Prompt:
Return all entries verbatim; skip any pictures.

(Excerpted records Opens)

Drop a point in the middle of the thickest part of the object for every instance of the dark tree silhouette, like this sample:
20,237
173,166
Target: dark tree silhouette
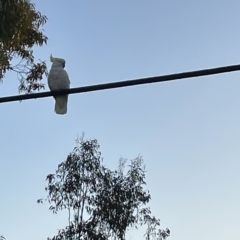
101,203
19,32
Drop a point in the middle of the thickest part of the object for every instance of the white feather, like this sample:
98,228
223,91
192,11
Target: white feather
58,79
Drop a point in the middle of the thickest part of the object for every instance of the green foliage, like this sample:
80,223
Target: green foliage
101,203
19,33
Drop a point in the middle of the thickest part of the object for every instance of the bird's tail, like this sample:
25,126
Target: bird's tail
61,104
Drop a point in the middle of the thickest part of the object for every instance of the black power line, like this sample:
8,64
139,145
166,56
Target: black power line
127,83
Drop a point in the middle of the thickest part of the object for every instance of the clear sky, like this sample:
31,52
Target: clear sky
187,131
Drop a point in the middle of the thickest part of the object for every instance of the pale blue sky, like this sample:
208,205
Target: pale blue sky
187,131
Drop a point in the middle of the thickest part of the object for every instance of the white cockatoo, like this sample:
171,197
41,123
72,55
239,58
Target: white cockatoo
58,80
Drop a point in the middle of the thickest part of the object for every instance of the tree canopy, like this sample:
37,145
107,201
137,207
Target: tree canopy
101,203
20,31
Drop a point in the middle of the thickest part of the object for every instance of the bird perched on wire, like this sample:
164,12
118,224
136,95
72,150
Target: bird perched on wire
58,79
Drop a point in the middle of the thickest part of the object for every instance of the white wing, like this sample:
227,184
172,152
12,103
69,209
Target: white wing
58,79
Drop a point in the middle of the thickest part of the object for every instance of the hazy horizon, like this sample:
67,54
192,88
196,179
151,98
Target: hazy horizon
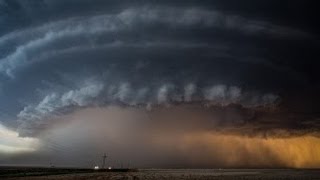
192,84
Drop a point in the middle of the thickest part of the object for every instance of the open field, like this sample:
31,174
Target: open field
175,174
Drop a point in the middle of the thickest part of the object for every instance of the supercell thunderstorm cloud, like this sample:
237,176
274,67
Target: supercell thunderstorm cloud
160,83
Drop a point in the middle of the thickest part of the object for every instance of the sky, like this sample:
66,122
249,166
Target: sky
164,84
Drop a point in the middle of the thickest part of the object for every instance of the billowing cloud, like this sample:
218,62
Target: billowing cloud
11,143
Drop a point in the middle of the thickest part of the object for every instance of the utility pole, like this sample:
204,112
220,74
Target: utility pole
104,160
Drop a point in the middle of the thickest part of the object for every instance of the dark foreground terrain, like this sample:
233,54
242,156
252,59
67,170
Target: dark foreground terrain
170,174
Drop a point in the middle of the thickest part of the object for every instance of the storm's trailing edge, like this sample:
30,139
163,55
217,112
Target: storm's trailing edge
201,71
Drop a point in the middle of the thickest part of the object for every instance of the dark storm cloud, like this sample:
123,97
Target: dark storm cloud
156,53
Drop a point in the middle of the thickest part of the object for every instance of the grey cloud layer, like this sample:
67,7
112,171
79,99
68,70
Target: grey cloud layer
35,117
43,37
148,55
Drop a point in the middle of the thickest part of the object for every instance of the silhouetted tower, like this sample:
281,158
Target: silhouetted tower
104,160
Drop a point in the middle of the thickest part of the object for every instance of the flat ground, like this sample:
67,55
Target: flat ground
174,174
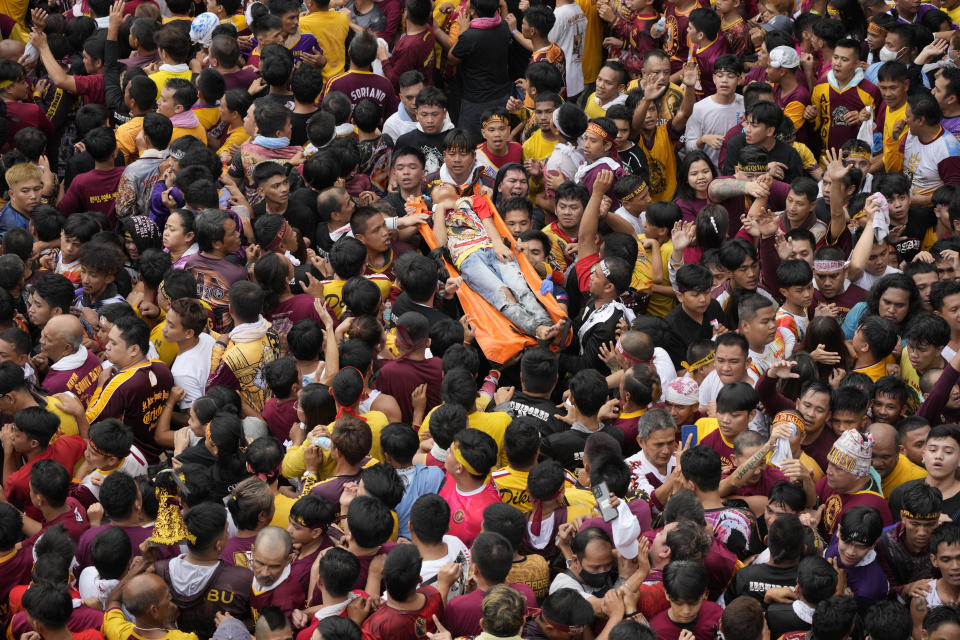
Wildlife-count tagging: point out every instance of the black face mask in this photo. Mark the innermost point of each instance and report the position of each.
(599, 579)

(Excerpted records Closes)

Problem solution:
Drop a point in the middle of the thickest part of the object for every instance of the dark tree silhouette, like this sample:
20,237
173,166
Target: dark tree silhouette
101,203
19,32
Drop a point in the middle of the thickest part of the object for every instance of the white feather, like this sample:
98,228
223,91
192,11
Target: white feather
58,79
Drop a point in the middle of the thickest part of the object for every instance of the green foliage, like this sample:
80,223
Target: green foliage
101,203
19,33
Drop a point in the middle of the thickest part of the object for every instance of the bird's tail, like this sample:
25,126
Target: bird's tail
61,104
Drop a point in the middle of the thickest part of the object for every instance of the black power line, like this sample:
8,64
139,145
166,56
Target: black power line
127,83
Drop a point in the middle of the thickest part of the object for every instance of the clear sky, like this sample:
31,52
Target: clear sky
187,131
Drop a point in the middle of the thickest part of the object for every instance of the pale blue sky, like this sample:
208,205
Target: pale blue sky
187,131
Drop a point in the middle of the thickest part of the object for every instance of the white cockatoo, like this sample:
171,197
41,123
72,55
239,58
Target: white cockatoo
58,80
Drop a point in the middle of the thickest part of the object for every instance of the tree canopy, like this sample:
37,145
107,201
137,207
Target: tree canopy
101,203
20,31
Drop a point in the middle of the thickest part of the object for every instance of the bird perched on wire, like this sample:
164,12
118,224
136,95
72,150
Target: bird perched on wire
58,79
Drop a point in the middle of the thickest part of the object for every instance of the white wing, like this sample:
227,184
172,152
12,103
69,209
Target: white wing
58,79
Drop a point in the middle of the thickest part of the object for every instance of the hazy horizon, like this sample:
67,54
192,88
196,179
151,98
Target: hazy horizon
192,84
Drop a point in the middle of the thickest part of the object for every instance of the open field, like this sample:
31,174
Target: open field
175,174
Drop a point in the middle of the thickest part of the object for every instance of the supercell thunderstorm cloud, like this sample:
237,176
274,67
Target: supercell thunderstorm cloud
160,83
Drop a point in the middle of the thickest part of the object for every instance of the sky, like this sample:
66,122
249,166
Target: sky
164,84
Drop a point in the middle of the thickest part of the object for every instance of the billowing cloud, like this sample:
218,62
Target: billowing cloud
11,143
Drop a point in the middle of the thickest part of the object for every instance of the utility pole, like this sample:
204,112
220,74
Target: utility pole
104,160
Drop a point in the middle of the thickest part of the object for every instance of the dark foreground terrain, like this sample:
233,54
242,156
252,59
67,170
Target: dark foreground terrain
170,174
Drop a point in the middle of the thickest part of the object for every instance of the storm's trailing edge, like this sample:
30,139
163,55
217,112
Target: storm's trailing edge
201,71
Drop a point in the middle of the thickest part of the object for every instance of the dark storm cloud, like this sample:
123,97
Target: dark storm cloud
156,53
Drop a point in the middle of the thickest part of the object for every instance of the grey cloud layer, like this sample:
67,7
112,171
79,99
68,70
Target: grey cloud layer
35,117
43,37
148,55
Drop a point in the middle of the thickest part of the object for every instance of the silhouetted tower, like this sample:
281,158
Target: silhouetted tower
104,160
Drop a point in the middle of the thickest part of the object for every instance of the flat ground, like this sample:
67,55
Target: flat ground
174,174
Wildlife-count tagging: point out every instance of the black face mask in this photo. Mark the innermost point of each instance and report the position of each.
(599, 579)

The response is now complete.